* Work to complete: The result should be every line of the listing that holds the word "balustrade".

* Material for this task:
···
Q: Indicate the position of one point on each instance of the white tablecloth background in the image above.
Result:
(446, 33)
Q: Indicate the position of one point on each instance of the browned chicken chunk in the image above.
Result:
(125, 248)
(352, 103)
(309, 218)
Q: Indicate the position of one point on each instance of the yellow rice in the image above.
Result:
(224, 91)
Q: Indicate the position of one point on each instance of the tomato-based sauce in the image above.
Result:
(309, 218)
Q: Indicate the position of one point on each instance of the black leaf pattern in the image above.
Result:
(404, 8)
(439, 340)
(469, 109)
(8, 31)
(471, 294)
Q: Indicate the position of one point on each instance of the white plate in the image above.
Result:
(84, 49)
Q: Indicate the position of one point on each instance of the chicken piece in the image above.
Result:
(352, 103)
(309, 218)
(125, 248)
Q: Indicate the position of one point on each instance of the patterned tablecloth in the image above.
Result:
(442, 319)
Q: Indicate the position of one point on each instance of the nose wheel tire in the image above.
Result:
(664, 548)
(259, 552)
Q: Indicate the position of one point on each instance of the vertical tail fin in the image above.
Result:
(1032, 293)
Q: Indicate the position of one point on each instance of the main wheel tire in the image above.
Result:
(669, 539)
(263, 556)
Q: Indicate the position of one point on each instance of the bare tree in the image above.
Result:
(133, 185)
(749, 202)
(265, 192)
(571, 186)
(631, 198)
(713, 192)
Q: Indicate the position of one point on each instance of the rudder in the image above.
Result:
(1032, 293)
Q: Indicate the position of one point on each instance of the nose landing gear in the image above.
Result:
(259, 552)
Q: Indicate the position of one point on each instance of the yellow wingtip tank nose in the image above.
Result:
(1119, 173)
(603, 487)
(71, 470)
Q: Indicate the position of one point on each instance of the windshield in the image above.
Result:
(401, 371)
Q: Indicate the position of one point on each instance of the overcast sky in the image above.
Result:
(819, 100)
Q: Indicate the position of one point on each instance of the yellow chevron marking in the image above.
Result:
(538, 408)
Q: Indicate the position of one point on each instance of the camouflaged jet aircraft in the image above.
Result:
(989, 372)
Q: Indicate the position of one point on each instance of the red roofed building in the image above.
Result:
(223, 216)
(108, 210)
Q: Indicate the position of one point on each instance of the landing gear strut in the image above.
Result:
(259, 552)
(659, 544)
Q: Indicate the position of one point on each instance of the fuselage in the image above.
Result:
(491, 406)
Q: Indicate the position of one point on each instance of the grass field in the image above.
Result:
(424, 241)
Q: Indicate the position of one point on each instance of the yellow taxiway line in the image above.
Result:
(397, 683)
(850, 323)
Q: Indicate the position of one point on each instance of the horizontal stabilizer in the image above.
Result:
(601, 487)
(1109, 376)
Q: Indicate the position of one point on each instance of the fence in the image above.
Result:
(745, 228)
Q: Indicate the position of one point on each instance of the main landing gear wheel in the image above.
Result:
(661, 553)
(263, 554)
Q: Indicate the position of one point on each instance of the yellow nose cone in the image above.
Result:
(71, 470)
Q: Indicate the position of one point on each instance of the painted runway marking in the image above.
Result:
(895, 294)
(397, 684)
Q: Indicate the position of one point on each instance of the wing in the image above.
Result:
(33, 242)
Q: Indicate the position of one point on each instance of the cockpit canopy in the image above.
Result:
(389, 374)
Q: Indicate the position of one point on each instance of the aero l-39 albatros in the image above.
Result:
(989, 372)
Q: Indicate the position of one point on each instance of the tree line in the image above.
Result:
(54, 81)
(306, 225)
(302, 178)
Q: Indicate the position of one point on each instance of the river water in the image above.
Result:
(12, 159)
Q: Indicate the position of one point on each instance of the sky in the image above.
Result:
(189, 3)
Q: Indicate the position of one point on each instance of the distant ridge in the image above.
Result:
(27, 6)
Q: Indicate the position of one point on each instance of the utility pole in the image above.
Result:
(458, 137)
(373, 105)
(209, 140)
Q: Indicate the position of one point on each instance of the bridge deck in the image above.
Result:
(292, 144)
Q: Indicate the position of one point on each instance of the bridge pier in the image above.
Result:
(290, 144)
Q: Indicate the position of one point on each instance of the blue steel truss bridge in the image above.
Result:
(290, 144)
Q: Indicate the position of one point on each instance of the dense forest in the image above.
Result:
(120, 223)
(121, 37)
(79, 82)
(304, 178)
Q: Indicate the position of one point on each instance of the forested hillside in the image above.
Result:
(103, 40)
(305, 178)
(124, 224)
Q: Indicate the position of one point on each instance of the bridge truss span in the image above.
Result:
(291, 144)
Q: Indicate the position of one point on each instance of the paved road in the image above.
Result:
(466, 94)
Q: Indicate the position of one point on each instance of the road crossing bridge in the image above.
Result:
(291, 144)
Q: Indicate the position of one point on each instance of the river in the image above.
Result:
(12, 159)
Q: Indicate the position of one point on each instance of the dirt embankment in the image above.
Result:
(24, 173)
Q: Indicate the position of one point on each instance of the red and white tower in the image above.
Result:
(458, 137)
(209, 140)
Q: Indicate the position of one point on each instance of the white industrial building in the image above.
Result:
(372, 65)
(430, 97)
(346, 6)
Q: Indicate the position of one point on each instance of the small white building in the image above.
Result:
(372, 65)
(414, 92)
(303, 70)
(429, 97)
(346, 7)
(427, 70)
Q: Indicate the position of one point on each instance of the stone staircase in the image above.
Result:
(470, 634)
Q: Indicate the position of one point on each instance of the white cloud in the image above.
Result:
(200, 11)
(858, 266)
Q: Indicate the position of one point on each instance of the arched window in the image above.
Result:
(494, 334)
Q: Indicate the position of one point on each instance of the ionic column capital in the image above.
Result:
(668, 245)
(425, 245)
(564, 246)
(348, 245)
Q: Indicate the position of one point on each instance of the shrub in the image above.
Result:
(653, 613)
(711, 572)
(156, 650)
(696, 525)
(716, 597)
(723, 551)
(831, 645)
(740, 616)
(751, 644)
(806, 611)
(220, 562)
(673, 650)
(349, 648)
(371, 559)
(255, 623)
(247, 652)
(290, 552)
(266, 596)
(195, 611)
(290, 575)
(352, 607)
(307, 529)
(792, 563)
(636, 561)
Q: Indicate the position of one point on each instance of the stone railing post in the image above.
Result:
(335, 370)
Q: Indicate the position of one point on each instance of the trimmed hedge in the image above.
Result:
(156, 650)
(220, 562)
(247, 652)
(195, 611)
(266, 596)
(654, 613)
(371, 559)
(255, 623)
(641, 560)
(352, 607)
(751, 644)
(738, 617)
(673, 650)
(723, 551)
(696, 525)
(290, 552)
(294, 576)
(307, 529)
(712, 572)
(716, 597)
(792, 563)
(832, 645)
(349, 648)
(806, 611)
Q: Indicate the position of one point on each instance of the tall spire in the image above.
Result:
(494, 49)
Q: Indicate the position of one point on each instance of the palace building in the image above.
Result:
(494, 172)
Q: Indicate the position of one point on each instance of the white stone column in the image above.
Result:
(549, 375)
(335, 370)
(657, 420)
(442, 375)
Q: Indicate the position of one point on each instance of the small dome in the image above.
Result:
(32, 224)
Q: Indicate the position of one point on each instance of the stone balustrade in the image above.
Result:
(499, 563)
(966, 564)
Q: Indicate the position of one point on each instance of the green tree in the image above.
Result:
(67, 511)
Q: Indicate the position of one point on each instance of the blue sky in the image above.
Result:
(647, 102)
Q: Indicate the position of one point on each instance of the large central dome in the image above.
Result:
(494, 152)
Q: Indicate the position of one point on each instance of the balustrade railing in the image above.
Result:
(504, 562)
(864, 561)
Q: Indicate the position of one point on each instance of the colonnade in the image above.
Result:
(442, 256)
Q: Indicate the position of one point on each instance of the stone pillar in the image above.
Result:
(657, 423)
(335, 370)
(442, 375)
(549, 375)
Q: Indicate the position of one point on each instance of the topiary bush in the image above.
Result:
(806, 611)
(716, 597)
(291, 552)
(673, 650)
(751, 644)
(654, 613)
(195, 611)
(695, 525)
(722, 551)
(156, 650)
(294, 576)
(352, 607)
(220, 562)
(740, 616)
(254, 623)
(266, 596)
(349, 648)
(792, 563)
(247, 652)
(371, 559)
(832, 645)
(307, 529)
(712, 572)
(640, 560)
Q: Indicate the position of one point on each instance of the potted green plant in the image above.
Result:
···
* Problem solution:
Q: Indicate the position of one point on each instance of the stone balustrade in the image above.
Q: Indicate the position of one point on each instance of the balustrade railing in the image above.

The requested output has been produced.